───── Extracted entries

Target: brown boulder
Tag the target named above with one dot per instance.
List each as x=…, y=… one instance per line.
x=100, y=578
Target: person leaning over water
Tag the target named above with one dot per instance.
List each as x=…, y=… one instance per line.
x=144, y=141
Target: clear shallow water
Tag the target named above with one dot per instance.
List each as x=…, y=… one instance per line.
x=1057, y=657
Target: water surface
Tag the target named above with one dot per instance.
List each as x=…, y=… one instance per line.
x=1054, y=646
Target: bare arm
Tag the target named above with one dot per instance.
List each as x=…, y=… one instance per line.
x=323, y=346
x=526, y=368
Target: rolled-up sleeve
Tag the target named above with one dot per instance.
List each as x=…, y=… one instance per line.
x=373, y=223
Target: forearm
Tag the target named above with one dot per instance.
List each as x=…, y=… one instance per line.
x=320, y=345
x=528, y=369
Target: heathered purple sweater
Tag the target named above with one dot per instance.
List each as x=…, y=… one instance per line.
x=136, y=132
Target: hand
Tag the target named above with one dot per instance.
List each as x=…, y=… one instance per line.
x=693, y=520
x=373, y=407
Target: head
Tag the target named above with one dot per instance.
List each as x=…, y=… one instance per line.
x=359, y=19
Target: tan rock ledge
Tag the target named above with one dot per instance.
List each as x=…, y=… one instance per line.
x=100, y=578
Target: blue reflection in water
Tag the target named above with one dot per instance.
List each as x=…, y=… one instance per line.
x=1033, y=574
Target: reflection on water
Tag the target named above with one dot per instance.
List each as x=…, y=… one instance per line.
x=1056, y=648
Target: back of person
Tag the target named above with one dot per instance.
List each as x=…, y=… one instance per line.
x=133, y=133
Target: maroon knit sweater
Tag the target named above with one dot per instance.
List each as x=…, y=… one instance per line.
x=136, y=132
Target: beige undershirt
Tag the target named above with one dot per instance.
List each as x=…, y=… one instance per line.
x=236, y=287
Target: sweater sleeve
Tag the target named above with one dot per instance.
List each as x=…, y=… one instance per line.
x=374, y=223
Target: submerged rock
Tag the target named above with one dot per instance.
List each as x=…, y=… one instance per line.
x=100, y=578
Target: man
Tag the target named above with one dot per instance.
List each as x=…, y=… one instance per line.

──────────

Reproduce verbatim every line of the data from the line containing "Target: person leaning over water" down to the line containing "x=526, y=368", including both of those lines.

Target: person leaning over water
Tag the target named above with one dot per instance.
List each as x=…, y=… one instance per line.
x=144, y=141
Target: clear shallow water
Tag the target named above with one dot per instance.
List each as x=…, y=… one instance per line.
x=1057, y=657
Target: water surface
Tag the target named above with one dot per instance.
List each as x=…, y=… one instance per line.
x=1054, y=646
Target: bare arm
Tag the target named above with one dot per instance.
List each as x=…, y=… one instance per line.
x=323, y=346
x=526, y=368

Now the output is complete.